### Source extract
====================

Percentiles can help you understand important aspects of your dataset, ranging from the data’s overall shape to single record ranking.  If you find yourself in any of the following situations then percentiles can help you.

1. Do you wish your “average” calculation was resistant to outliers? The real estate industry reports the median home price because the average is heavily influenced by a few large or small sales.  If they didn’t use the median, real estate analysts would need complicated logic to remove outlier data points to gain a true picture of the real estate market.

2. Do you want to see skew without being affected by it?  We already know that we can use the median to resist outliers, but we don’t want to completely ignore them either.  It would be nice to know if a small number of extreme data points exist in the dataset, but how can we determine this quickly?  Fortunately, you can tell if your data is skewed without plotting every point by comparing the average to the median within the context of the interquartile range (a.k.a. the 25th and 75th percentiles).  This looks great in a dashboard, but before AtScale, this was usually too expensive to compute on large datasets.

3. How to identify tiers in your data?  Let’s say that you want to identify your price-insensitive customers and market to them separately.  You may want to rank your customers by average sales amount and select the subset that rank above the 75th percentile of sales.

====================

### Records to process
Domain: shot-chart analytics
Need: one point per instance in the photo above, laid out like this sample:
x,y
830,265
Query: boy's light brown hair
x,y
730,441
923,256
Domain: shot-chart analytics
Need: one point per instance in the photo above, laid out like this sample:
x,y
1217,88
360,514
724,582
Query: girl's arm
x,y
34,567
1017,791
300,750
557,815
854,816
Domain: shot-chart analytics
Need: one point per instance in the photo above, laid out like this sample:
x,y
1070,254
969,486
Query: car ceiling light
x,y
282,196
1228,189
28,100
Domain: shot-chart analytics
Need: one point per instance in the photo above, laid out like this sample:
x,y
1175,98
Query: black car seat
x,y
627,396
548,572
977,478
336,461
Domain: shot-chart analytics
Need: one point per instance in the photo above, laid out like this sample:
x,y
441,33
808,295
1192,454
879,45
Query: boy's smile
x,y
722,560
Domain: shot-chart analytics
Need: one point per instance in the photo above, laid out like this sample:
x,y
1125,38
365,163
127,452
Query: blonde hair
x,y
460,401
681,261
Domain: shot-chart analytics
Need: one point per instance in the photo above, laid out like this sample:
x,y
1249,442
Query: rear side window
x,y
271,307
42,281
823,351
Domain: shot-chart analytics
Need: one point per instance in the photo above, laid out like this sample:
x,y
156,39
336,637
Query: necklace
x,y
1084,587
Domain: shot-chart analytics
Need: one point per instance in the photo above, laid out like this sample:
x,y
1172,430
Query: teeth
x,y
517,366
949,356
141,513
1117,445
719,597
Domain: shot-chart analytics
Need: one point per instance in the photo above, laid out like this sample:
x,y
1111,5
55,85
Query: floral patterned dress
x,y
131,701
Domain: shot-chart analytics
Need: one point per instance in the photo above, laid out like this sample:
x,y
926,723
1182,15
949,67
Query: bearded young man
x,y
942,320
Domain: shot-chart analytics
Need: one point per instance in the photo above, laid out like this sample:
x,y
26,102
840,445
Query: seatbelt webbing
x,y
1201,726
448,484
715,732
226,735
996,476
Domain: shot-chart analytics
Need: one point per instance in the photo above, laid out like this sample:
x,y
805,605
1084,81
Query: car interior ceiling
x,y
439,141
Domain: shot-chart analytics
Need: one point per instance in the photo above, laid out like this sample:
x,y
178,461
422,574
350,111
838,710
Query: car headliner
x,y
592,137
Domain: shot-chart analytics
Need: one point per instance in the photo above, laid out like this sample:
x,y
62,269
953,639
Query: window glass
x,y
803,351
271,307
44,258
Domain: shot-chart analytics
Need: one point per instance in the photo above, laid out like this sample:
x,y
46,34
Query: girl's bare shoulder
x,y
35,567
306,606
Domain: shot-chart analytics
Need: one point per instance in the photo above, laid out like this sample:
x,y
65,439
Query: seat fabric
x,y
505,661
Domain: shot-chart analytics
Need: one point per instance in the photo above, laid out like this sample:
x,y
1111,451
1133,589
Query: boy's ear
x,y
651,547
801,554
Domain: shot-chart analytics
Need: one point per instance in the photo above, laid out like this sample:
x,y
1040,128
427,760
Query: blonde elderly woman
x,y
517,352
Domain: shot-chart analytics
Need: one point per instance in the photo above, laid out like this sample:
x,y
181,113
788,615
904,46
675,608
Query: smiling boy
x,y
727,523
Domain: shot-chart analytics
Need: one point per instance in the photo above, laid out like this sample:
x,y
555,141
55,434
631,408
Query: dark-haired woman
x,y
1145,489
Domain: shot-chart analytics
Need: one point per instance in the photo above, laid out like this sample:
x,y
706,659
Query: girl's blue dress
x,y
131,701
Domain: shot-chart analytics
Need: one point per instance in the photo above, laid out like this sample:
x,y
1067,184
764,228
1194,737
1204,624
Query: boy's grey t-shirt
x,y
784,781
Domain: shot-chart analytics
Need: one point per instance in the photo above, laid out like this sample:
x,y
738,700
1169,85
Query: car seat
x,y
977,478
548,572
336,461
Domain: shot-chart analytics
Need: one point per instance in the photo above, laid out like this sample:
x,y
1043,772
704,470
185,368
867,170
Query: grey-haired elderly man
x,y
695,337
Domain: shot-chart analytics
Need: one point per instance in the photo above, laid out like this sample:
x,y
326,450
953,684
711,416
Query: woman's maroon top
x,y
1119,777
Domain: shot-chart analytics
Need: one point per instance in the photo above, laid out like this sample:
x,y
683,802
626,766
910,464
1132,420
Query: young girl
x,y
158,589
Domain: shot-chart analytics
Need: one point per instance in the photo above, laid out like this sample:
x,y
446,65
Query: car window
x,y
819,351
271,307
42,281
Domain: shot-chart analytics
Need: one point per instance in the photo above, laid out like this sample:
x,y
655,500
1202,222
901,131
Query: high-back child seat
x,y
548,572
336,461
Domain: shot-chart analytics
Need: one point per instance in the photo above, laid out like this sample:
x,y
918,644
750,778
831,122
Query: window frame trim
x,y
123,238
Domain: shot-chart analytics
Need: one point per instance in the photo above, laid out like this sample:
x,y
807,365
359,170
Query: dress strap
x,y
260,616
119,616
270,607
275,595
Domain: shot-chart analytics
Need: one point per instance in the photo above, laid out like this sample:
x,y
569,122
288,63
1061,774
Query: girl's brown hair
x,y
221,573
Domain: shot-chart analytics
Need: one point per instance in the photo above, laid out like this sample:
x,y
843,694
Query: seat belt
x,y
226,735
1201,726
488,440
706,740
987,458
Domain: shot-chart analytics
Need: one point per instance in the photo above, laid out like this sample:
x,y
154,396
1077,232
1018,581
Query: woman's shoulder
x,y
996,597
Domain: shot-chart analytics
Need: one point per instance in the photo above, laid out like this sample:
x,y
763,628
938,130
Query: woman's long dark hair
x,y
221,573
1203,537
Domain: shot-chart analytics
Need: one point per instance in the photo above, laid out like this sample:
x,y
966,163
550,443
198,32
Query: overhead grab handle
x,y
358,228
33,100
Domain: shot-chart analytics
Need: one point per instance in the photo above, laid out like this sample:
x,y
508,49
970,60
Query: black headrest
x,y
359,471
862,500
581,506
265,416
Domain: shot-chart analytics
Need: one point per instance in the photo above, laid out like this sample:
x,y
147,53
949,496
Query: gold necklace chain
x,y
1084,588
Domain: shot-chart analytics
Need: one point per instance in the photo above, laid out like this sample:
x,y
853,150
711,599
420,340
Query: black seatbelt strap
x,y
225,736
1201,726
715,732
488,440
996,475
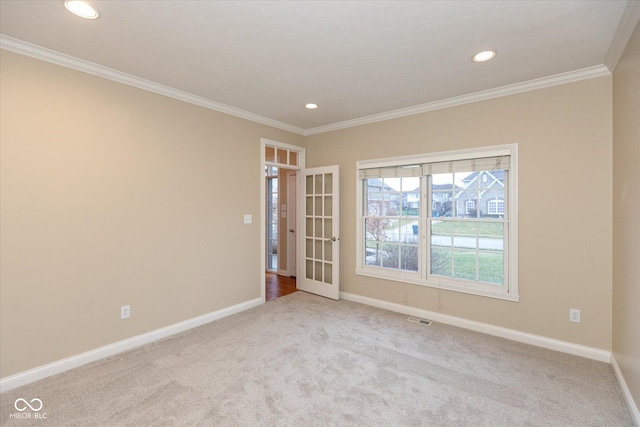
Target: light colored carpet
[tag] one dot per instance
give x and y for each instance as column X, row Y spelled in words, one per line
column 303, row 360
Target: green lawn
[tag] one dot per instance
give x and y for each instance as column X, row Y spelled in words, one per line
column 490, row 267
column 468, row 229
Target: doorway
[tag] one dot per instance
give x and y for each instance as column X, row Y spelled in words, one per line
column 279, row 167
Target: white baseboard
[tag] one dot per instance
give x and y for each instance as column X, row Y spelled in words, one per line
column 626, row 393
column 44, row 371
column 512, row 334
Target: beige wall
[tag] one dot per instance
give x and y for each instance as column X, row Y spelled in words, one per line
column 111, row 195
column 565, row 185
column 626, row 214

====================

### Complete the following
a – How many lines of the records contain the string "light"? Count them and reply with the number alone.
b – Extend the passage on percentiles, picking up right after its final sentence.

### Task results
a – 3

b –
4. How does this one record compare to the rest?  If your data is ranked then you can tell how a specific record compares to the rest.  For example, if Jane Doe calls up and asks to speak to a manager regarding her $2500 order and you know that the 90th percentile threshold is $2000, then you instantly know that Jane is a high-value customer who ranks above the 90th percentile in sales amount.

Advantages of AtScale’s Percentile Estimates

AtScale implemented a modified version of Ted Dunning’s t-Digest algorithm that offers several important advantages over alternative methods used by existing BI tools and Hadoop query engines. 

1. No Data movement.  The importance of this property cannot be overstated because moving data from the data-lake to a BI tool is so painfully slow.  AtScale firmly believes that data should be analyzed in-place whenever possible because data movement is a scalability killer.  Simply put, moving data into Tableau or Qlik via extracts is completely infeasible for large-scale applications.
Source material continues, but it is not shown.